=== Shape boundary entries ===
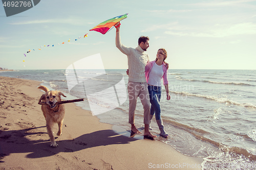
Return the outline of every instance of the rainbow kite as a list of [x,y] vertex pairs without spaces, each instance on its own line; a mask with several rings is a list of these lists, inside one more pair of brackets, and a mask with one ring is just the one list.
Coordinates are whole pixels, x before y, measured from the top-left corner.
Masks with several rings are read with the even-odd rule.
[[108,19],[103,22],[97,25],[95,27],[90,31],[95,31],[105,34],[112,27],[120,20],[127,18],[127,14],[118,16],[114,18]]
[[[117,23],[117,22],[118,22],[120,20],[127,18],[127,14],[125,14],[123,15],[118,16],[115,17],[114,18],[108,19],[108,20],[107,20],[103,22],[100,23],[100,24],[96,26],[95,27],[94,27],[92,29],[90,30],[90,31],[95,31],[97,32],[99,32],[102,34],[105,34],[108,31],[109,31],[111,29],[111,28],[112,28],[114,26],[115,26],[115,25],[116,25],[116,23]],[[120,23],[119,23],[119,25],[120,25]],[[117,26],[116,27],[117,27],[118,26]],[[86,37],[88,37],[88,33],[86,33],[86,35],[84,35],[83,36],[83,38],[86,38]],[[82,38],[82,36],[79,37],[78,38],[75,39],[75,41],[76,41],[78,39]],[[68,42],[70,42],[71,41],[71,40],[70,40],[70,39],[69,39],[69,40],[68,40]],[[61,43],[61,44],[64,44],[65,43],[65,42],[63,42]],[[59,45],[59,44],[60,44],[60,43],[58,43],[58,45]],[[54,45],[45,45],[44,46],[45,47],[49,47],[49,46],[50,46],[50,45],[52,46],[53,47],[54,46]],[[43,46],[41,46],[40,48],[37,48],[37,49],[38,50],[42,50],[42,47],[43,47]],[[33,50],[35,51],[35,50],[34,50],[34,49]],[[27,53],[28,54],[29,53],[30,53],[31,52],[31,51],[30,50],[29,50],[29,51],[27,52]],[[27,56],[25,54],[24,54],[24,55],[25,57],[27,57]],[[25,62],[25,60],[23,60],[23,61]]]

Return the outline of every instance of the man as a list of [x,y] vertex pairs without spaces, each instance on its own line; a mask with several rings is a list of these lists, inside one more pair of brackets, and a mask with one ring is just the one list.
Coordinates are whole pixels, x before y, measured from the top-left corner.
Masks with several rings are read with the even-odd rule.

=== Task details ===
Rewrite the listing above as a numbered list, skipping any blank lines and omitting the pictures.

=== Answer to this task ===
1. Return the outline of every instance of the rainbow kite as a list of [x,y] vertex pairs without spaces, each instance on its own line; a mask with several rings is a list of these lists, inside one more pair of brackets, and a mask with one ring is just the one list.
2. Coordinates are whole pixels, x before y, measured from the top-left corner.
3. Masks with several rings are read with the even-odd rule.
4. [[108,19],[103,22],[97,25],[95,27],[90,31],[95,31],[105,34],[112,27],[120,20],[127,18],[127,14],[118,16],[114,18]]
5. [[[117,23],[117,22],[118,22],[120,20],[127,18],[127,14],[125,14],[123,15],[118,16],[115,17],[114,18],[108,19],[108,20],[107,20],[103,22],[100,23],[100,24],[96,26],[95,27],[94,27],[92,29],[90,30],[90,31],[95,31],[97,32],[99,32],[102,34],[105,34],[108,31],[109,31],[111,29],[111,28],[112,28],[114,26],[115,26],[115,25],[116,25],[116,23]],[[120,23],[119,23],[119,25],[120,25]],[[117,26],[116,27],[117,27],[118,26]],[[86,37],[88,37],[88,33],[86,33],[86,35],[84,35],[83,36],[83,38],[86,38]],[[82,38],[82,36],[79,37],[78,38],[75,39],[75,41],[76,41],[78,39]],[[68,42],[70,42],[71,41],[71,40],[70,40],[70,39],[69,39],[69,40],[68,40]],[[61,43],[61,44],[64,44],[65,43],[65,42],[63,42]],[[59,45],[59,44],[60,44],[60,43],[58,43],[58,45]],[[54,45],[45,45],[44,46],[45,47],[49,47],[49,46],[50,46],[50,45],[52,46],[53,47],[54,46]],[[43,46],[41,46],[40,48],[37,48],[37,49],[38,50],[42,50],[42,47],[43,47]],[[33,50],[35,51],[35,50],[34,50],[34,49]],[[27,53],[28,54],[29,53],[30,53],[31,52],[31,51],[30,50],[29,50],[29,51],[27,52]],[[27,56],[25,54],[24,54],[24,55],[25,57],[27,57]],[[25,62],[25,60],[23,60],[23,61]]]
6. Return the outline of every instance of the man as a list of [x,y] vertex pairs without spaces, each instance on its own line; a mask with several rings is a list of these lists, inside one more pair of brackets, and a mask with one ring is just the one list.
7. Coordinates are whole pixels, x before y, measured from the top-left corner.
8. Masks with several rings are read with the even-odd rule.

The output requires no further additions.